#### Data to use ####

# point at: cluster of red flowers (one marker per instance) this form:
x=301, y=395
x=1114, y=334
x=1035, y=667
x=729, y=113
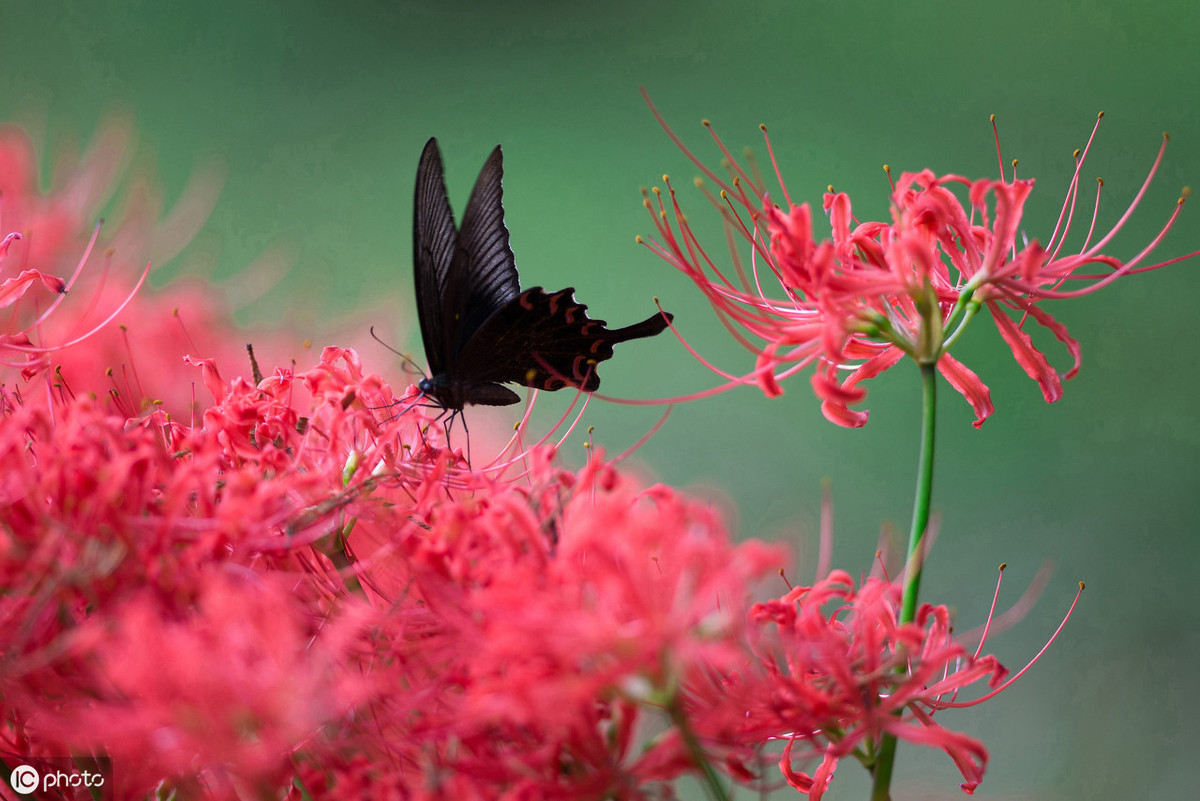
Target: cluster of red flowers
x=298, y=589
x=856, y=303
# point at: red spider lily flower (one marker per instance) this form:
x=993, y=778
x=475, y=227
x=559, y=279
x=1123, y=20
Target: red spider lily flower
x=229, y=679
x=549, y=616
x=835, y=670
x=52, y=236
x=855, y=303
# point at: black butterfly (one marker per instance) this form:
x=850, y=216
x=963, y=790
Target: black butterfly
x=479, y=329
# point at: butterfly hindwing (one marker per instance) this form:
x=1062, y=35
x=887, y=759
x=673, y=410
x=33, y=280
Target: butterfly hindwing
x=435, y=242
x=546, y=341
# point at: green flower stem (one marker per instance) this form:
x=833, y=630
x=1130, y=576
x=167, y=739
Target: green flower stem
x=883, y=764
x=700, y=759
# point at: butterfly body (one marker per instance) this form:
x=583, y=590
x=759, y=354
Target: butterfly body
x=480, y=329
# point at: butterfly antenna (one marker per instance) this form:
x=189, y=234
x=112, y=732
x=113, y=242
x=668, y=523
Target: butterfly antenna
x=411, y=366
x=253, y=365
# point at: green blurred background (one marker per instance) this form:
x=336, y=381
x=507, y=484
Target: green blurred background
x=319, y=110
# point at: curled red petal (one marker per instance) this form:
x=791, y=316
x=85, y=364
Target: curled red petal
x=969, y=385
x=12, y=289
x=1031, y=360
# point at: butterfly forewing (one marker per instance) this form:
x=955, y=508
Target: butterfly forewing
x=484, y=272
x=435, y=239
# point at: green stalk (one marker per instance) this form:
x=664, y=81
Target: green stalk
x=886, y=759
x=699, y=758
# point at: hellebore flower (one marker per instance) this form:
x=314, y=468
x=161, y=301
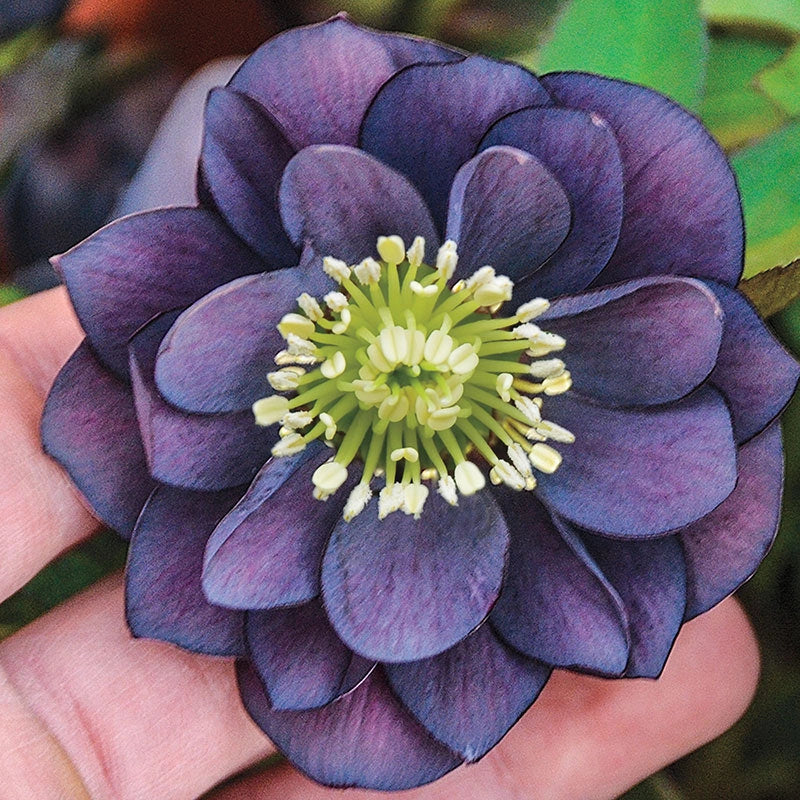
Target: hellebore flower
x=507, y=306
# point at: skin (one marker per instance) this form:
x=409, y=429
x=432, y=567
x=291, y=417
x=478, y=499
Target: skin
x=89, y=712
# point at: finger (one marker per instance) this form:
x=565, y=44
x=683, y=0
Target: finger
x=43, y=514
x=588, y=738
x=136, y=718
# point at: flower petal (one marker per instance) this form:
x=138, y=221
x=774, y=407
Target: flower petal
x=643, y=342
x=198, y=369
x=507, y=210
x=89, y=426
x=300, y=659
x=556, y=605
x=267, y=551
x=650, y=577
x=581, y=152
x=428, y=120
x=469, y=696
x=341, y=200
x=402, y=589
x=205, y=452
x=242, y=158
x=754, y=371
x=318, y=80
x=639, y=473
x=365, y=739
x=682, y=209
x=724, y=548
x=144, y=264
x=163, y=597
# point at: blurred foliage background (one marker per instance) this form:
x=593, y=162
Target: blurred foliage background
x=84, y=83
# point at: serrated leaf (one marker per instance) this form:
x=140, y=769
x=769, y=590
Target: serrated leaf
x=769, y=180
x=662, y=45
x=774, y=289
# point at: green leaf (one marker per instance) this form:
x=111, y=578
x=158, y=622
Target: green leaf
x=734, y=111
x=781, y=82
x=662, y=45
x=774, y=289
x=769, y=180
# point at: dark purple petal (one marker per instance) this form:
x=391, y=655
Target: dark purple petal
x=429, y=119
x=300, y=659
x=89, y=426
x=365, y=739
x=163, y=596
x=217, y=354
x=650, y=577
x=144, y=264
x=638, y=473
x=507, y=210
x=724, y=548
x=403, y=589
x=205, y=452
x=581, y=152
x=243, y=155
x=556, y=605
x=682, y=211
x=469, y=696
x=642, y=342
x=318, y=80
x=340, y=200
x=267, y=551
x=754, y=371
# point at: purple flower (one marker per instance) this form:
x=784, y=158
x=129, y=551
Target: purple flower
x=552, y=461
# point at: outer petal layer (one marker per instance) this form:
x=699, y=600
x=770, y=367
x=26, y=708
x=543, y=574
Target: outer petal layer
x=89, y=426
x=365, y=739
x=469, y=696
x=163, y=598
x=682, y=211
x=402, y=589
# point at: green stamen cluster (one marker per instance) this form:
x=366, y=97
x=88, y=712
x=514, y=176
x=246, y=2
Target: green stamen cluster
x=410, y=376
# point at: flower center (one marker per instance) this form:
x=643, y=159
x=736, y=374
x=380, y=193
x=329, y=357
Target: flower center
x=411, y=378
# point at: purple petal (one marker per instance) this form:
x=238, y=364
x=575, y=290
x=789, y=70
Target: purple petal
x=682, y=210
x=429, y=119
x=556, y=605
x=641, y=472
x=365, y=739
x=724, y=548
x=89, y=426
x=754, y=371
x=267, y=551
x=163, y=597
x=469, y=696
x=507, y=210
x=300, y=659
x=205, y=452
x=318, y=80
x=144, y=264
x=217, y=354
x=642, y=342
x=402, y=589
x=650, y=577
x=341, y=200
x=243, y=156
x=581, y=152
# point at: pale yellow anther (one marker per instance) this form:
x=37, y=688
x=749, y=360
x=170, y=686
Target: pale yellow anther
x=391, y=249
x=469, y=479
x=327, y=479
x=334, y=366
x=296, y=324
x=335, y=268
x=269, y=410
x=545, y=458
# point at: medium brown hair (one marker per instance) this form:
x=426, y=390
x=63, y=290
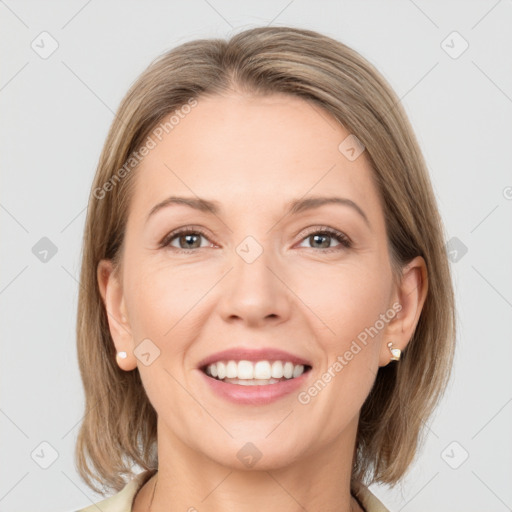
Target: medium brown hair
x=119, y=427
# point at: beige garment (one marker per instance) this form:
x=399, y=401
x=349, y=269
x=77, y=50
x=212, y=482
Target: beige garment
x=123, y=500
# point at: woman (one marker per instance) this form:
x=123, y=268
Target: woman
x=238, y=363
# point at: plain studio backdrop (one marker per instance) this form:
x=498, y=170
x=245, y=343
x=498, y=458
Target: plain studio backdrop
x=64, y=69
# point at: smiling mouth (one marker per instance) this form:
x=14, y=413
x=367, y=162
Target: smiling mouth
x=248, y=373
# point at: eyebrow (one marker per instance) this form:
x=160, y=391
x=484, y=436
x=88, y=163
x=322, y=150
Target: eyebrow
x=293, y=207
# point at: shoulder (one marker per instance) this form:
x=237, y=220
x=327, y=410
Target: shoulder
x=369, y=501
x=122, y=501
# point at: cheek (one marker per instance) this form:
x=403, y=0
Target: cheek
x=158, y=298
x=346, y=299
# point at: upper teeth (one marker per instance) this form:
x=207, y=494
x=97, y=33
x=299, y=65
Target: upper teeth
x=254, y=370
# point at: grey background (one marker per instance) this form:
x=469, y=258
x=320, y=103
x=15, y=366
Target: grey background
x=55, y=115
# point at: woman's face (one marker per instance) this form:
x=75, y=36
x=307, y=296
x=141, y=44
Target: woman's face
x=254, y=276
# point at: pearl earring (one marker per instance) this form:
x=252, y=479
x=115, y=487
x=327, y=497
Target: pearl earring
x=395, y=352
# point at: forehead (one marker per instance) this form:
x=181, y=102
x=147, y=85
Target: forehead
x=252, y=152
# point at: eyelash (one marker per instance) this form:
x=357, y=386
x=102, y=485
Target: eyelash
x=324, y=230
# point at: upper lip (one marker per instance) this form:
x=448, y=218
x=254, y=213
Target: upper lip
x=251, y=354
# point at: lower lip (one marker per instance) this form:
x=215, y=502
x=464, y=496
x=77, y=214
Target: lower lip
x=255, y=395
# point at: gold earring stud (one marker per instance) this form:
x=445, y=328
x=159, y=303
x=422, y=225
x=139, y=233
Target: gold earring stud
x=395, y=352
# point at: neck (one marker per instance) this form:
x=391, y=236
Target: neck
x=189, y=480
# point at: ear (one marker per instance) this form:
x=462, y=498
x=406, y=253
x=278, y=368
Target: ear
x=111, y=291
x=411, y=294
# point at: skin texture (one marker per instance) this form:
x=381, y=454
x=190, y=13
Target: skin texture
x=254, y=155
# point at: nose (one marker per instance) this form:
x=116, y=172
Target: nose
x=255, y=292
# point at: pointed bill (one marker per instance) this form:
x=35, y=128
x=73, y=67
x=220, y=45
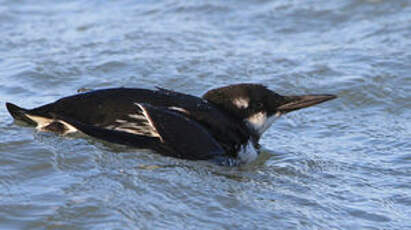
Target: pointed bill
x=299, y=102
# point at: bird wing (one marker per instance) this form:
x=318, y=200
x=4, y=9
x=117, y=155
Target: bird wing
x=159, y=128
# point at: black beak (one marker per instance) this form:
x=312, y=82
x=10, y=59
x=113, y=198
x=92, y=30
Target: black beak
x=298, y=102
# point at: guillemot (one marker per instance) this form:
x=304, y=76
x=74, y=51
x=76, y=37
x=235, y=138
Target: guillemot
x=224, y=125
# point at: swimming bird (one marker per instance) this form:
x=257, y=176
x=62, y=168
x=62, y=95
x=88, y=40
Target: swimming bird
x=224, y=125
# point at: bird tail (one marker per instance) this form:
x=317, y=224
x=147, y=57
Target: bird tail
x=19, y=113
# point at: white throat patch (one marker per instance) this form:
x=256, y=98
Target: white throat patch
x=260, y=122
x=241, y=102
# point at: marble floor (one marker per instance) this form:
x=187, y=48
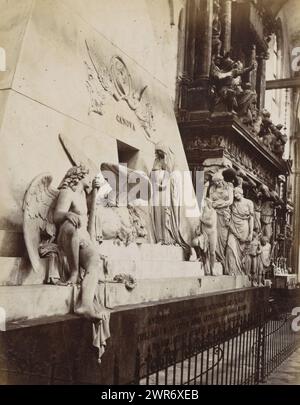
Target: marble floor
x=288, y=373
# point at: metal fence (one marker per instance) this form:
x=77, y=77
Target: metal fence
x=242, y=352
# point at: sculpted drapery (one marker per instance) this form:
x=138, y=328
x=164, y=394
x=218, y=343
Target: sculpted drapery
x=221, y=195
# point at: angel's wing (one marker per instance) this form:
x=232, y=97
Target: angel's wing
x=38, y=225
x=134, y=183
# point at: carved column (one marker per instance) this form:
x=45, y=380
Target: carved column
x=198, y=97
x=227, y=26
x=261, y=79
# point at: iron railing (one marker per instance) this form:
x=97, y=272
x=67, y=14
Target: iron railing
x=242, y=352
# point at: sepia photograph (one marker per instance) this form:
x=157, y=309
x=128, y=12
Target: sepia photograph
x=150, y=195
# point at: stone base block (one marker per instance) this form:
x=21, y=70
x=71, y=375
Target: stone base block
x=139, y=252
x=31, y=302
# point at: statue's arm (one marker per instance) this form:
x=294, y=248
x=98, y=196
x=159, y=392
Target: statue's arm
x=251, y=220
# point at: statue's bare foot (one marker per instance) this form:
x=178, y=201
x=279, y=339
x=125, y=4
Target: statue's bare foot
x=90, y=313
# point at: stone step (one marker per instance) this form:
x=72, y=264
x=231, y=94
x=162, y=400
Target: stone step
x=163, y=289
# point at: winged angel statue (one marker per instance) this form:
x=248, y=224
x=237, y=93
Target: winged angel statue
x=67, y=224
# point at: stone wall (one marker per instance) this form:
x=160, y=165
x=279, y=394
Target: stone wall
x=47, y=91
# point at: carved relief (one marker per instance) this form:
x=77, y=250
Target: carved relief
x=116, y=81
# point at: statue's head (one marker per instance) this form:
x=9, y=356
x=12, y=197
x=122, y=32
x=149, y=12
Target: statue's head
x=217, y=178
x=238, y=193
x=264, y=240
x=74, y=176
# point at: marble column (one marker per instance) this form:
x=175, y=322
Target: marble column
x=261, y=79
x=198, y=96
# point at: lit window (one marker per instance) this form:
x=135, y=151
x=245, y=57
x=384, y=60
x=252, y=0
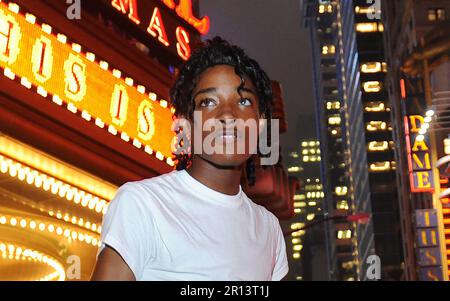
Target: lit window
x=372, y=86
x=344, y=234
x=333, y=105
x=299, y=204
x=341, y=190
x=378, y=146
x=374, y=126
x=294, y=155
x=294, y=169
x=440, y=13
x=437, y=14
x=447, y=146
x=373, y=67
x=365, y=10
x=369, y=27
x=375, y=106
x=324, y=8
x=296, y=226
x=380, y=166
x=328, y=49
x=334, y=120
x=342, y=205
x=432, y=15
x=297, y=248
x=299, y=197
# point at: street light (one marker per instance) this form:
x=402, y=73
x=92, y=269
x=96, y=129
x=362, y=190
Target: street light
x=360, y=218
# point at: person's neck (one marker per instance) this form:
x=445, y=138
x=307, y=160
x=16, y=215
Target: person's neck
x=220, y=179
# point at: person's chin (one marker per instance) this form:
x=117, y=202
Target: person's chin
x=227, y=161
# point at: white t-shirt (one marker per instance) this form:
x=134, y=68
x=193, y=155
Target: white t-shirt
x=173, y=227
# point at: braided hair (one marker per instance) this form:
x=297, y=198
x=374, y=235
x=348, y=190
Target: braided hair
x=217, y=51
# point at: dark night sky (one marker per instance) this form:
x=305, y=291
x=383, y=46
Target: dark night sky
x=270, y=31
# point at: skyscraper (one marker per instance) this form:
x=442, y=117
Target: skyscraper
x=358, y=167
x=417, y=49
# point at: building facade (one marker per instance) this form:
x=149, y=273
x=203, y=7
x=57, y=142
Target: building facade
x=417, y=50
x=83, y=105
x=353, y=109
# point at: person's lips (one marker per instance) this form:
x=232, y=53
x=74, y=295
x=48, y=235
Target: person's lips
x=227, y=135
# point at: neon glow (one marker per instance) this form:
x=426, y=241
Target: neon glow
x=420, y=169
x=70, y=78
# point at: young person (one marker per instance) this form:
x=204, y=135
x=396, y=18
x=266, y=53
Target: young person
x=196, y=223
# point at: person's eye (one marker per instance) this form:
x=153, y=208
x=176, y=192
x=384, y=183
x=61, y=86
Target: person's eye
x=207, y=102
x=245, y=102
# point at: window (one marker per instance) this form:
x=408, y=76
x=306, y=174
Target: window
x=341, y=190
x=378, y=146
x=432, y=15
x=447, y=146
x=333, y=105
x=374, y=126
x=373, y=67
x=382, y=166
x=344, y=234
x=342, y=205
x=334, y=120
x=328, y=49
x=365, y=10
x=325, y=8
x=436, y=14
x=369, y=27
x=440, y=13
x=376, y=106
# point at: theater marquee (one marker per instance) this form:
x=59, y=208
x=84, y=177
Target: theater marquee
x=167, y=22
x=61, y=71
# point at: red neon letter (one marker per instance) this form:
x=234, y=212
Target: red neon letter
x=7, y=36
x=183, y=49
x=127, y=5
x=156, y=27
x=169, y=3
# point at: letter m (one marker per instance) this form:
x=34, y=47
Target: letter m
x=127, y=6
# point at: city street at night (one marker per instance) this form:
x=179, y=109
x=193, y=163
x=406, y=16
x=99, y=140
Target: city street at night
x=224, y=140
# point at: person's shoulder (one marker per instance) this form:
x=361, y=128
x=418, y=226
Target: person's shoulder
x=261, y=210
x=157, y=181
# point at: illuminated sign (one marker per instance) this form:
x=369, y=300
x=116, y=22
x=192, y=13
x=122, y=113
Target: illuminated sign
x=419, y=156
x=428, y=252
x=60, y=71
x=151, y=16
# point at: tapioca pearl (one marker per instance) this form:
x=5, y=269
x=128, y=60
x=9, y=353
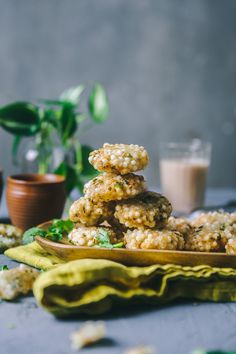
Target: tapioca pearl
x=81, y=241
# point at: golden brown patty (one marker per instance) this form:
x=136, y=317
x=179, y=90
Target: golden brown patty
x=153, y=239
x=180, y=225
x=119, y=158
x=203, y=239
x=148, y=210
x=90, y=213
x=213, y=230
x=109, y=186
x=89, y=236
x=231, y=246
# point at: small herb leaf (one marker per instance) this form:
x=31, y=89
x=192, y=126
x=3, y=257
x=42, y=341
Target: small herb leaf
x=30, y=234
x=3, y=267
x=98, y=104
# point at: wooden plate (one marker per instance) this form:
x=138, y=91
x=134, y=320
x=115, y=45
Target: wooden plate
x=68, y=252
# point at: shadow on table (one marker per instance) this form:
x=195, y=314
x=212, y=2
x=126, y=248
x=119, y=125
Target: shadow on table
x=131, y=311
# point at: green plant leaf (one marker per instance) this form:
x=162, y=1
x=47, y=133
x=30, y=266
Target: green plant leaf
x=98, y=104
x=30, y=234
x=72, y=94
x=52, y=102
x=68, y=122
x=70, y=176
x=87, y=170
x=78, y=156
x=15, y=146
x=3, y=267
x=20, y=118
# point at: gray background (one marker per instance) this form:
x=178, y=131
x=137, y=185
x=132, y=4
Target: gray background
x=169, y=67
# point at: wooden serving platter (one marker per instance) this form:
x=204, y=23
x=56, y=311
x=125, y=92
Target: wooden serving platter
x=68, y=252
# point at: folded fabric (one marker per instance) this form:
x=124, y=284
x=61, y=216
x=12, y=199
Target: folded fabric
x=90, y=286
x=33, y=255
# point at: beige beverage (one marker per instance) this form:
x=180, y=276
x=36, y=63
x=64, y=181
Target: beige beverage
x=183, y=181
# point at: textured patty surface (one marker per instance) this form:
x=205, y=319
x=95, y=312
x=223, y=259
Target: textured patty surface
x=89, y=236
x=119, y=158
x=153, y=239
x=147, y=210
x=180, y=225
x=110, y=186
x=90, y=213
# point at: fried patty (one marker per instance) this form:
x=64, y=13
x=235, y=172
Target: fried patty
x=119, y=158
x=147, y=210
x=89, y=236
x=110, y=186
x=153, y=239
x=90, y=213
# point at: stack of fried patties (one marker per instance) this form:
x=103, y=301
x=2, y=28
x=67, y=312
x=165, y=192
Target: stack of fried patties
x=118, y=201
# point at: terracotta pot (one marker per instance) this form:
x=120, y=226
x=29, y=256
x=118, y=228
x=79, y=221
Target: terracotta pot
x=33, y=199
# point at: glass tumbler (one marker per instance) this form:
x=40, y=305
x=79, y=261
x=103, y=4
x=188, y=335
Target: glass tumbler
x=183, y=172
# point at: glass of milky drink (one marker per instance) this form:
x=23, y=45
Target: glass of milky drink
x=183, y=172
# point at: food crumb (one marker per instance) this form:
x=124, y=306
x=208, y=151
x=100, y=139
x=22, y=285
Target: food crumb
x=90, y=332
x=141, y=349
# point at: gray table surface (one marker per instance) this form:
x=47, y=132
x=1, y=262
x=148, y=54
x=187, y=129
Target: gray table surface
x=174, y=329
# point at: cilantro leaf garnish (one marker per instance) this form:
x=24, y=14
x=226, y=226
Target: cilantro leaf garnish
x=55, y=232
x=104, y=241
x=30, y=234
x=3, y=267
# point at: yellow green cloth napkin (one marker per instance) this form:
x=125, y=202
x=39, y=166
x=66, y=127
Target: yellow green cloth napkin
x=91, y=286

####

Work required: What is needed is an exact copy of the lines from the start of the records through the line containing "x=774, y=407", with no pictures.

Output of the task:
# point at: cluster of red flowers (one marker per instance) this form:
x=301, y=395
x=1114, y=334
x=1035, y=667
x=729, y=113
Target: cluster of red flowers
x=298, y=589
x=856, y=303
# point at: red spider lily flower (one marker per instance) this form:
x=993, y=778
x=475, y=227
x=559, y=279
x=1123, y=20
Target: red spider lily flower
x=229, y=679
x=549, y=616
x=835, y=670
x=52, y=236
x=855, y=303
# point at: black butterfly (one marker per instance) this form:
x=850, y=216
x=963, y=790
Target: black butterfly
x=479, y=329
# point at: butterfly hindwing (one marker per instance) this form:
x=1062, y=35
x=887, y=759
x=673, y=410
x=33, y=280
Target: butterfly hindwing
x=435, y=242
x=546, y=341
# point at: green flower stem (one marker per instance) this form:
x=833, y=630
x=1130, y=576
x=167, y=739
Target: green flower stem
x=883, y=764
x=700, y=759
# point at: butterfly body (one marker per instance) this form:
x=583, y=590
x=759, y=354
Target: butterfly body
x=480, y=329
# point at: butterfly antenna (one marker per instance) this form:
x=189, y=234
x=112, y=732
x=113, y=242
x=668, y=523
Target: butterfly antenna
x=411, y=366
x=253, y=365
# point at: green blurred background (one marker per instance) this form:
x=336, y=381
x=507, y=484
Target: green blurred background
x=319, y=110
# point at: curled red petal (one marker per instance) this form:
x=791, y=316
x=85, y=364
Target: curled red petal
x=969, y=385
x=12, y=289
x=1031, y=360
# point at: butterfly forewing (one marker per instance) this form:
x=955, y=508
Target: butterfly forewing
x=484, y=272
x=435, y=239
# point at: green stalk (one marker per instance) this form:
x=664, y=81
Target: green stalk
x=886, y=759
x=699, y=758
# point at: hellebore flower (one marker per instance) this form:
x=314, y=468
x=161, y=301
Target: hellebore flower
x=507, y=306
# point at: skin (one marker per instance) this form:
x=409, y=429
x=432, y=567
x=291, y=417
x=478, y=499
Target: skin
x=89, y=712
# point at: finger (one marker per instance) this form:
x=565, y=44
x=683, y=0
Target: finger
x=43, y=514
x=588, y=738
x=136, y=718
# point at: flower petal (one marker per instance) this form:
x=138, y=221
x=774, y=407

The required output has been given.